== TEXT SHOWN ==
Racing thoughts, like any unpleasant and ruminating thoughts, are simply thoughts that suddenly pop up in your head. These thoughts race when you can’t control their flow. When you experience racing thoughts at night, you might go through:
- Numerous thoughts that stream on a loop
- Watching scenarios play in your mind like a reel, unable to stop
- Feeling like someone is talking too fast in your head and without pause
- Increased heart rate, rapid breathing, sweating, and other symptoms of an anxiety attack
The reason why we experience racing thoughts at night is that during the day, we’re mostly distracted from our fears and uncertain future. We constantly work, care, and distract ourselves by engaging in multiple tasks at once.
However, during the night, when distractions are not readily available, our innermost thoughts and fears surface. The more our thoughts run rampant in our minds and the more we seem to lose control of our thoughts, the more difficult processing emotions and feelings become.
Can Racing Thoughts Be Treated?
If you’re experiencing racing thoughts at night, then one of the reasons can be an underlying mental health disorder or even insomnia. Seeking professional help can be beneficial in controlling your racing thoughts, managing your symptoms, and treating your insomnia. Here are some ways your racing thoughts can be treated:
1. Therapy: With a professional counselor’s help, you can figure out what’s causing your racing thoughts at night. Approaches like cognitive-behavioral therapy (CBT)can help you become aware of your thinking process and reframe your thoughts to control your behavior.

== PROBLEMS TO WORK ON ==
a. Answer these about the text on racing thoughts at night:
(i) What do we do during the day that keeps our fears from surfacing?
(ii) Which two possible underlying causes of racing thoughts at night does the text name?
(iii) According to the text, what can cognitive-behavioral therapy help you do?
b. Resume the text on racing thoughts at night, writing on from its last sentence.

== DATASET EXTRACT ==

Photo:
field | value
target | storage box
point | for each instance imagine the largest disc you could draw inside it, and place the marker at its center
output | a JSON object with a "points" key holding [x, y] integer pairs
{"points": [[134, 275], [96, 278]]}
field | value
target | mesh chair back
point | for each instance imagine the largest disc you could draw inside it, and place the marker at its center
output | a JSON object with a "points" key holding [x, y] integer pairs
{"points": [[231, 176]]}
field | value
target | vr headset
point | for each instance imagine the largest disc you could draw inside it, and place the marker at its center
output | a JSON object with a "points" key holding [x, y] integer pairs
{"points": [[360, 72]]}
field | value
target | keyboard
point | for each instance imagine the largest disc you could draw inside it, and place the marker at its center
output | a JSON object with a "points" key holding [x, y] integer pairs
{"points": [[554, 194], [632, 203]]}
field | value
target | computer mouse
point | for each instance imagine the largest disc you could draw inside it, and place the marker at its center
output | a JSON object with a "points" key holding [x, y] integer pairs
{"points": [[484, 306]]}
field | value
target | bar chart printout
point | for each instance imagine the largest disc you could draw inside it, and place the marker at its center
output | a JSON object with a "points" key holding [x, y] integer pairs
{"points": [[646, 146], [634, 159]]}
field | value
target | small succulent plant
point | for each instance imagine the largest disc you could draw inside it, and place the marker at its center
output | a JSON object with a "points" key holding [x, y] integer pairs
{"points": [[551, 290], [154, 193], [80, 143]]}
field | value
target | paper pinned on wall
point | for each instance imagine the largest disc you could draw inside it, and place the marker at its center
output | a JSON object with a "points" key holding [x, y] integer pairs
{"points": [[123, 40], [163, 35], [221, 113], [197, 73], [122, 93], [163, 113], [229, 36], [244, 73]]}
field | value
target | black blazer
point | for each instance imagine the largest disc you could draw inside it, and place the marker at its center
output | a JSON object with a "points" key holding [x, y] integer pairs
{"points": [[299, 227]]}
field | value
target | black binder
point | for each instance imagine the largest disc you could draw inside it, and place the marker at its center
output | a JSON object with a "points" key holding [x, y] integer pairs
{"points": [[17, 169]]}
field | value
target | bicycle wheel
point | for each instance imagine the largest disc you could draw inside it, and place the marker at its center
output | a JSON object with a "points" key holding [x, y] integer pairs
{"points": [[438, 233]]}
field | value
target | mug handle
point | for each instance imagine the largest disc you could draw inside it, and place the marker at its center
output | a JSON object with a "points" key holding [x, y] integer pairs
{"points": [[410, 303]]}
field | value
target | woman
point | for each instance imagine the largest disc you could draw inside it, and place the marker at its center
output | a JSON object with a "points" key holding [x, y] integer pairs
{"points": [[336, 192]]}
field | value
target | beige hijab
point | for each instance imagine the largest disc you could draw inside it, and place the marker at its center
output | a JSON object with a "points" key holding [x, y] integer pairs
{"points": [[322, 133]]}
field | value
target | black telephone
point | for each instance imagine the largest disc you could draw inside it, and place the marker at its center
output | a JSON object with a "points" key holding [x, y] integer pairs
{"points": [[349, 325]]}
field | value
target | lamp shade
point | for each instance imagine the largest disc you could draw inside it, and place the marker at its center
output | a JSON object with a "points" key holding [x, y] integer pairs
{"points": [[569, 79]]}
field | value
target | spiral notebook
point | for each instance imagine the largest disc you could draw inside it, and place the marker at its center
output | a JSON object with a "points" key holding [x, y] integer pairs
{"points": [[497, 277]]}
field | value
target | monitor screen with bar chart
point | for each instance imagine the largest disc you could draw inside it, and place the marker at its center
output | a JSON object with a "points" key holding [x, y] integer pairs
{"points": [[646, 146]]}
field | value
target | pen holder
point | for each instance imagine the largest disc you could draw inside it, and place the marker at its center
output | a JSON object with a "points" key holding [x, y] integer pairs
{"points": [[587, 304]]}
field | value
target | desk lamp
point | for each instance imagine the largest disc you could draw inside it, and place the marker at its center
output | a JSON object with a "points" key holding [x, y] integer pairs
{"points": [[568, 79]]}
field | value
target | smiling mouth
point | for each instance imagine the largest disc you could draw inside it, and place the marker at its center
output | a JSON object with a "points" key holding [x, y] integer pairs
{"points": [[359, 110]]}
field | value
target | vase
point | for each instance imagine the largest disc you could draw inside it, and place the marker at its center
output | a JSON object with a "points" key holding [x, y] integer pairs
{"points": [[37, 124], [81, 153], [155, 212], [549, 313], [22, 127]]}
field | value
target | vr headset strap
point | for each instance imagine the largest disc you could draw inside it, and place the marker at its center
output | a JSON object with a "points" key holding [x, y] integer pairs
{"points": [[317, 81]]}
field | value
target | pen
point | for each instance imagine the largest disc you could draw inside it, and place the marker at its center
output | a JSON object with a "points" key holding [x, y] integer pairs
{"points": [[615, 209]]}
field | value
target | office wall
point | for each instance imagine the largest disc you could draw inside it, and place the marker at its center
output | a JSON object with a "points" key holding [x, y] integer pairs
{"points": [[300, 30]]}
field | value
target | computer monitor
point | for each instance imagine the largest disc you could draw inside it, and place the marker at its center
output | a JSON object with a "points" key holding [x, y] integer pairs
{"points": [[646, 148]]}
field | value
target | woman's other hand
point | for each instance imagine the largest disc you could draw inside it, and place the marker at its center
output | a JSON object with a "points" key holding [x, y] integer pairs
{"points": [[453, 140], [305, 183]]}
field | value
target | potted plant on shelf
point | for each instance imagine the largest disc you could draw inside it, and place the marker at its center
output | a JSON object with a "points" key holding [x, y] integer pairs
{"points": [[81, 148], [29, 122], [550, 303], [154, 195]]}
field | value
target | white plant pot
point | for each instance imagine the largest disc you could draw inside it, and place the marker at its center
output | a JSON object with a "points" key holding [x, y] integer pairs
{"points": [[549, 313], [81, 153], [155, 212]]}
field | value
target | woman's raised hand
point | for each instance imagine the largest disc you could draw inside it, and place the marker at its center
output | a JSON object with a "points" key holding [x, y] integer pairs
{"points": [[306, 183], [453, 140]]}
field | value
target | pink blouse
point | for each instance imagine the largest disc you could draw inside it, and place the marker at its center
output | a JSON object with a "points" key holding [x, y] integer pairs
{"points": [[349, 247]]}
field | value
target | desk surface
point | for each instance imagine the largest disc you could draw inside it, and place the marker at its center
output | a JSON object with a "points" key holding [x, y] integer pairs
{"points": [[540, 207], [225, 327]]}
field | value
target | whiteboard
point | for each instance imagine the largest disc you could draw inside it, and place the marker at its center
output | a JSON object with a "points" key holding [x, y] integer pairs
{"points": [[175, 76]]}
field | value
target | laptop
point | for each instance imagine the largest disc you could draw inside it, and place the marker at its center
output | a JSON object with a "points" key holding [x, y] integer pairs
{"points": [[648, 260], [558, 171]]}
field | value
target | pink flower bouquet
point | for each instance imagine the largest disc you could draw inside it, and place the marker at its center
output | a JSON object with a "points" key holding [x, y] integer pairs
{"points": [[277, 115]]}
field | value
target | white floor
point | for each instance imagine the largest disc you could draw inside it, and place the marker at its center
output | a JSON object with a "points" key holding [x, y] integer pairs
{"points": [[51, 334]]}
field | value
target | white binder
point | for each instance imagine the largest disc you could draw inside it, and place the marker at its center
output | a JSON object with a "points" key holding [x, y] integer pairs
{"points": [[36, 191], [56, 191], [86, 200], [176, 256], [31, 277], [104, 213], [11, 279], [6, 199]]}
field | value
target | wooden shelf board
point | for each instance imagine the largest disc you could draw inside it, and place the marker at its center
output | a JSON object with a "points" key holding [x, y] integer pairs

== TASK-BY-TASK ANSWERS ==
a.
(i) We constantly work, care, and distract ourselves by engaging in multiple tasks at once.
(ii) An underlying mental health disorder or insomnia.
(iii) Become aware of your thinking process and reframe your thoughts to control your behavior.

b.
2. Medications: This treatment might not be effective if the cause of your racing thoughts at night is medications. However, if you’re diagnosed with a severe mental health disorder that’s causing your racing thoughts, then medication may help.
Please consult your doctor before taking any medication as many medications may have side effects that can worsen your condition.
Tips To Stop Racing Thoughts At Night
Many of us may find ourselves struggling with racing thoughts at night because of life’s many stressors. Here are some tips to reduce stress and get rid of racing thoughts at night:
1. Use A Worry Journal
Write your worries in a worry journal before you go to sleep. This practice can help clear your mind and reduce nighttime stress. You can take 5-10 minutes out of your day to give to this worry journal and free your mind of any ruminating thoughts.
Before bed, meditation can also help you control your racing thoughts and feelings of being overwhelmed. There are simple and effective nighttime meditations that you can practice to stop racing thoughts at night. Give yourself at least 10-15 minutes of meditation each night.
3. Reduce Screen Time
Most of the time, the content we consume can stay with us all day and night. Plus, too much screen time or exposing yourself to “blue light” before bed can cause a decrease in melatonin, making it harder for you to fall asleep quickly. Any negative content you consume before bed can increase your racing thoughts. So avoid using your phones or laptops before bed.
4. Avoid Doomscrolling
Like I said in the point above, any content you consume can affect your thinking. If you consume negative content more often than you can find yourself spiraling down in an abyss of racing thoughts. Try to replace your before-bed news time (or doomscrolling) with meditation, bathtime, or a soothing music session.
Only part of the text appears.